• THE PROBLEM: Format every line of the items below as a JSON array of strings, one string per line, skipping blank lines and leaving out the pictures.

• SUPPLIED MATERIAL:
↓↓↓
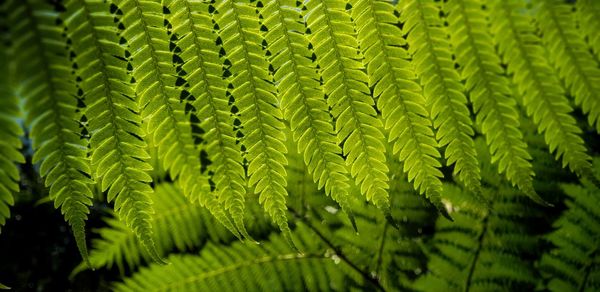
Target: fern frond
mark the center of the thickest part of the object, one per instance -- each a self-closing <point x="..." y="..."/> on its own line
<point x="252" y="93"/>
<point x="158" y="87"/>
<point x="539" y="89"/>
<point x="483" y="251"/>
<point x="574" y="262"/>
<point x="177" y="224"/>
<point x="269" y="267"/>
<point x="490" y="93"/>
<point x="431" y="50"/>
<point x="10" y="129"/>
<point x="119" y="157"/>
<point x="302" y="100"/>
<point x="52" y="95"/>
<point x="399" y="97"/>
<point x="588" y="12"/>
<point x="344" y="82"/>
<point x="393" y="255"/>
<point x="570" y="55"/>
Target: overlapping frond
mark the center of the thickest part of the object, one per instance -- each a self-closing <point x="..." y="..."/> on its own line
<point x="588" y="12"/>
<point x="46" y="76"/>
<point x="358" y="128"/>
<point x="178" y="225"/>
<point x="399" y="96"/>
<point x="252" y="92"/>
<point x="570" y="54"/>
<point x="482" y="250"/>
<point x="539" y="89"/>
<point x="428" y="43"/>
<point x="119" y="157"/>
<point x="490" y="92"/>
<point x="269" y="267"/>
<point x="574" y="262"/>
<point x="392" y="253"/>
<point x="160" y="81"/>
<point x="10" y="129"/>
<point x="302" y="99"/>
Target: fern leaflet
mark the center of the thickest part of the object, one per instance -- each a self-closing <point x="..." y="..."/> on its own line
<point x="569" y="53"/>
<point x="119" y="157"/>
<point x="490" y="93"/>
<point x="334" y="38"/>
<point x="540" y="91"/>
<point x="428" y="43"/>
↑↑↑
• TASK RESPONSE:
[
  "Target: fern frond",
  "mark the center of the thickest part of the object, one per instance -- each a self-closing <point x=\"...\" y=\"...\"/> on its own line",
  "<point x=\"252\" y=\"93\"/>",
  "<point x=\"158\" y=\"87\"/>",
  "<point x=\"539\" y=\"89\"/>",
  "<point x=\"483\" y=\"251\"/>",
  "<point x=\"574\" y=\"262\"/>",
  "<point x=\"177\" y=\"224\"/>",
  "<point x=\"269\" y=\"267\"/>",
  "<point x=\"490\" y=\"93\"/>",
  "<point x=\"431\" y=\"50\"/>",
  "<point x=\"10\" y=\"129\"/>",
  "<point x=\"119\" y=\"157\"/>",
  "<point x=\"302\" y=\"100\"/>",
  "<point x=\"52\" y=\"95\"/>",
  "<point x=\"399\" y=\"97\"/>",
  "<point x=\"588\" y=\"12\"/>",
  "<point x=\"344\" y=\"82\"/>",
  "<point x=\"393\" y=\"255\"/>",
  "<point x=\"570\" y=\"55\"/>",
  "Target: overlapping frond",
  "mark the center of the thickest part of the object, one per instance -- each a self-closing <point x=\"...\" y=\"...\"/> on its own line",
  "<point x=\"588\" y=\"12\"/>",
  "<point x=\"46\" y=\"76\"/>",
  "<point x=\"358\" y=\"128\"/>",
  "<point x=\"178\" y=\"225\"/>",
  "<point x=\"399\" y=\"96\"/>",
  "<point x=\"252\" y=\"92\"/>",
  "<point x=\"570\" y=\"54\"/>",
  "<point x=\"482\" y=\"250\"/>",
  "<point x=\"539\" y=\"89\"/>",
  "<point x=\"428\" y=\"43\"/>",
  "<point x=\"119\" y=\"157\"/>",
  "<point x=\"490\" y=\"92\"/>",
  "<point x=\"269\" y=\"267\"/>",
  "<point x=\"574\" y=\"262\"/>",
  "<point x=\"392\" y=\"253\"/>",
  "<point x=\"160\" y=\"81\"/>",
  "<point x=\"10\" y=\"129\"/>",
  "<point x=\"302\" y=\"99\"/>",
  "Target: fern leaflet",
  "mark the center of the thickest part of the object, one per instance -- each a self-closing <point x=\"...\" y=\"...\"/> on its own line",
  "<point x=\"569\" y=\"53\"/>",
  "<point x=\"119\" y=\"157\"/>",
  "<point x=\"490\" y=\"93\"/>",
  "<point x=\"334\" y=\"38\"/>",
  "<point x=\"540\" y=\"91\"/>",
  "<point x=\"428\" y=\"43\"/>"
]